- [SUPPLIED DATA]:
____
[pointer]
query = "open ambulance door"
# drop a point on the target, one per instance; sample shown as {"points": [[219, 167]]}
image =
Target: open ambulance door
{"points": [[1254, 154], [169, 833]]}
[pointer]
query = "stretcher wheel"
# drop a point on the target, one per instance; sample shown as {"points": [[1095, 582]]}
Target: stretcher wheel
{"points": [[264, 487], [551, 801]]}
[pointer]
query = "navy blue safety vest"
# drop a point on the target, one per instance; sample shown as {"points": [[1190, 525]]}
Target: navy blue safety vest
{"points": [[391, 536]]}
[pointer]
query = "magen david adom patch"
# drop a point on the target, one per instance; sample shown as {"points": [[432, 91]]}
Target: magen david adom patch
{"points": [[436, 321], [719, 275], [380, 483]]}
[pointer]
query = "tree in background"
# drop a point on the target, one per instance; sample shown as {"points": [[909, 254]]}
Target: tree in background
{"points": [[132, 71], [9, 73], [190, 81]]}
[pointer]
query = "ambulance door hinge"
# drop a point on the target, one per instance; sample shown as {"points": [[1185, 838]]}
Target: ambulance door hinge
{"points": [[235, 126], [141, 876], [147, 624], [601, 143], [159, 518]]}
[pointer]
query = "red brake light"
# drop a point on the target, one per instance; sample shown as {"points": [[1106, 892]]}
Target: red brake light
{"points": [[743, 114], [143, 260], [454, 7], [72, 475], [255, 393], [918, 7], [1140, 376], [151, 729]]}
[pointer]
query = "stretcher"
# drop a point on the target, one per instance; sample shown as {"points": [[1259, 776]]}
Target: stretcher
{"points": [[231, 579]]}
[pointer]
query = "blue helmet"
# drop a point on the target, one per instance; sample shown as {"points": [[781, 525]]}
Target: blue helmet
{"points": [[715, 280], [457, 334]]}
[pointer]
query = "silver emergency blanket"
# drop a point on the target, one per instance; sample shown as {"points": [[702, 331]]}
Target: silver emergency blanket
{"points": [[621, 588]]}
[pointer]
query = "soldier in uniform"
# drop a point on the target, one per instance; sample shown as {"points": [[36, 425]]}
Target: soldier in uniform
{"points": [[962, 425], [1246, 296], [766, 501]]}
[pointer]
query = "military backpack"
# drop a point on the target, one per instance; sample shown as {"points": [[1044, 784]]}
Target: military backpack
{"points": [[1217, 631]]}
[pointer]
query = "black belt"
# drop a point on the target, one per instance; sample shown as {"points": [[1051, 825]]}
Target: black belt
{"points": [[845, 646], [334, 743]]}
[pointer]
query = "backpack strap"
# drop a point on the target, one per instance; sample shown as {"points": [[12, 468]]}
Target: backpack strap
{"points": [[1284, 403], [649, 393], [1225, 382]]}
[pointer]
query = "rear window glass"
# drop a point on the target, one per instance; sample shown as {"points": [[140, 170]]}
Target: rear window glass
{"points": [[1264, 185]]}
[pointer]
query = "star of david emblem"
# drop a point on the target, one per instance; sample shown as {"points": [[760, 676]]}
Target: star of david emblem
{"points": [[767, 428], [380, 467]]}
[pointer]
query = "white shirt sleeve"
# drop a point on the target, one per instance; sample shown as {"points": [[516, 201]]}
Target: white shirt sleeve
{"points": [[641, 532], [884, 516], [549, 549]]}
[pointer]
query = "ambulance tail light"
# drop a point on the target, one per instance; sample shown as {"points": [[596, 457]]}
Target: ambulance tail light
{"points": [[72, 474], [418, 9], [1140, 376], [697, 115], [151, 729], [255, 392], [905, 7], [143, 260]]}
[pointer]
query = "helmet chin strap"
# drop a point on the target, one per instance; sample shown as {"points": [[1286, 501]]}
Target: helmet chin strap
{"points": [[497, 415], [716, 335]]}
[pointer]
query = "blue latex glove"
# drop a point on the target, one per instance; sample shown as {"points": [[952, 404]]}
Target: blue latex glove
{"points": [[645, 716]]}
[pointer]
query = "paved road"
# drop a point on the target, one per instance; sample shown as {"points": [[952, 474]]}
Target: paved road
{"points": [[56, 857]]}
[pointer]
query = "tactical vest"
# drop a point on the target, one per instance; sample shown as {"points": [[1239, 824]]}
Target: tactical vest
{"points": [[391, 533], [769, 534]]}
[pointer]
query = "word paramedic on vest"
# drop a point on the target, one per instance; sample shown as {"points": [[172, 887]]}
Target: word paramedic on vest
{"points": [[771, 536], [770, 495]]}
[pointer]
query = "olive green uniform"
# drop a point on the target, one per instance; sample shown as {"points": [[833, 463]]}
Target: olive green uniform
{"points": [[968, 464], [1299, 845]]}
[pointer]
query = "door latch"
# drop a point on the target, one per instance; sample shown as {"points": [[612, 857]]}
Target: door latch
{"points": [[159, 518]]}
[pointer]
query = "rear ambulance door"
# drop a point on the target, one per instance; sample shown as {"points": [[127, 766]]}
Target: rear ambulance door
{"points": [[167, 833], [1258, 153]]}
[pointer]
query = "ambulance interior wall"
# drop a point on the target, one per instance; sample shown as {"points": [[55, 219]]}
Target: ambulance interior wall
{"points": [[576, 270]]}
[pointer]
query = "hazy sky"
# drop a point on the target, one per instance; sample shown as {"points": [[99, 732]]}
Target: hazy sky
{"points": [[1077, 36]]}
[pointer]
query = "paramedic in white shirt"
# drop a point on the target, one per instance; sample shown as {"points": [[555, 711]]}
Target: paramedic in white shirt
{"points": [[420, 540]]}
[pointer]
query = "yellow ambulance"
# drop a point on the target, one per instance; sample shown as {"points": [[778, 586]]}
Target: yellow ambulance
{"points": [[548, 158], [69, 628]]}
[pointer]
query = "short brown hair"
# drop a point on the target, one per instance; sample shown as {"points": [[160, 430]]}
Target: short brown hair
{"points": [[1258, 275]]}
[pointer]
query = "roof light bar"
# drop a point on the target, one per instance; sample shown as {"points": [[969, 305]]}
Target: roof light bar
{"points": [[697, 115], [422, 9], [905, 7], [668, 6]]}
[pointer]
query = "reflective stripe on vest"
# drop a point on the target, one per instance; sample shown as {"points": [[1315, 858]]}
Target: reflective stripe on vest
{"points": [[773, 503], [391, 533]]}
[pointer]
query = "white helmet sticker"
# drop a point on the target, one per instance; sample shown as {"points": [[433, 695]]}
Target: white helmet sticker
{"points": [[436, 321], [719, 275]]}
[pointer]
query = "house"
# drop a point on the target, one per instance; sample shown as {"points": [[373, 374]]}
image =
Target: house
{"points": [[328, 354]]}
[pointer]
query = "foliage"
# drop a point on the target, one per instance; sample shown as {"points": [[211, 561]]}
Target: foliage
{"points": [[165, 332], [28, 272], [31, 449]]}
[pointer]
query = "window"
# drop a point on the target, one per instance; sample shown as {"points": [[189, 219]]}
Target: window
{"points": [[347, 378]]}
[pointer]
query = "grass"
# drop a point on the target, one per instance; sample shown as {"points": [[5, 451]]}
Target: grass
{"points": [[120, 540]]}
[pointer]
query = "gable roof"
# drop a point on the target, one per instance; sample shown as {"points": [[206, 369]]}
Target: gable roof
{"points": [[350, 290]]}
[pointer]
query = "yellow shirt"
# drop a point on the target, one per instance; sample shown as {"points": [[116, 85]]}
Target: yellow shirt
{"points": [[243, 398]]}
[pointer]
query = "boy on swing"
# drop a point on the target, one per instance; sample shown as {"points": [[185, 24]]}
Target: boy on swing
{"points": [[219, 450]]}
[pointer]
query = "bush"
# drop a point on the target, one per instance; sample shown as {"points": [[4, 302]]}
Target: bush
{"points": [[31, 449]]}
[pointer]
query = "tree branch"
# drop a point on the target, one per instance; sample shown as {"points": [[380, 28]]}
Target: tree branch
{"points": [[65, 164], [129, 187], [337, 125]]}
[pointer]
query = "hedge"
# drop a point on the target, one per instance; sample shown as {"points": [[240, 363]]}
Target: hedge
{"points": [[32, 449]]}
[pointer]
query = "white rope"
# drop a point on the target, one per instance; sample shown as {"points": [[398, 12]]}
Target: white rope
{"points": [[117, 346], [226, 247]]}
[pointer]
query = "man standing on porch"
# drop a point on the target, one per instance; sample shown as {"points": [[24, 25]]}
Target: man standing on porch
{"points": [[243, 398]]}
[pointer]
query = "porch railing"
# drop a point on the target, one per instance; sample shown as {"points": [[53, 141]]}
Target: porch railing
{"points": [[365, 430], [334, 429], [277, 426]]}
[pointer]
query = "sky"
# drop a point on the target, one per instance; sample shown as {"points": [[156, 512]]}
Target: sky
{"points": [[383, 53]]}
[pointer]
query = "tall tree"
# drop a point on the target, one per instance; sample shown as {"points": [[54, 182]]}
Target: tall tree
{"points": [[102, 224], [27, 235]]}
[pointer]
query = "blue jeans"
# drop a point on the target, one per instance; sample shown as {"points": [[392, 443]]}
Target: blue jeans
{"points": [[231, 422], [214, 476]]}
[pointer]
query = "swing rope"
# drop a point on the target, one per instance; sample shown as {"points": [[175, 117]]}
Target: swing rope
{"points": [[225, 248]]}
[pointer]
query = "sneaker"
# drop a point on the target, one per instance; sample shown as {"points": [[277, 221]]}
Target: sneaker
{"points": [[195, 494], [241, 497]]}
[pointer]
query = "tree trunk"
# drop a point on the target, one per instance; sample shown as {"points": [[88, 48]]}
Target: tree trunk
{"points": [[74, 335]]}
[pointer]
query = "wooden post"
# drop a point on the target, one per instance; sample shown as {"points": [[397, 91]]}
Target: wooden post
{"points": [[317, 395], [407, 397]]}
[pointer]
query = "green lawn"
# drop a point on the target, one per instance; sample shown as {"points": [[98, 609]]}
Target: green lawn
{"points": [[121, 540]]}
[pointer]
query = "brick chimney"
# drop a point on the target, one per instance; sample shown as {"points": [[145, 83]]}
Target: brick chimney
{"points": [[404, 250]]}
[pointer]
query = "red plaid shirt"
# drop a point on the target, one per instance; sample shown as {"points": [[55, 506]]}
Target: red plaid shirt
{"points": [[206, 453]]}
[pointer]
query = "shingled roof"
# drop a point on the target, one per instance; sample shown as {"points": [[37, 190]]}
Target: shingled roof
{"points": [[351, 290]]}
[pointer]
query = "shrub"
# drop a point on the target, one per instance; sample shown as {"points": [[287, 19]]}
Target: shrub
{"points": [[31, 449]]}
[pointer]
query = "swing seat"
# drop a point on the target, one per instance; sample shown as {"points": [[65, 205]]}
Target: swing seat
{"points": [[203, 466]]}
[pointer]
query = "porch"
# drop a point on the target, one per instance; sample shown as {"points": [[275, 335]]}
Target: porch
____
- [EXERCISE GOAL]:
Pick out every line in the entries above that contains the string "rear", matching case exactly.

- [RESULT]:
query = "rear window glass"
Target: rear window glass
query = "rear ambulance door"
Target: rear ambulance door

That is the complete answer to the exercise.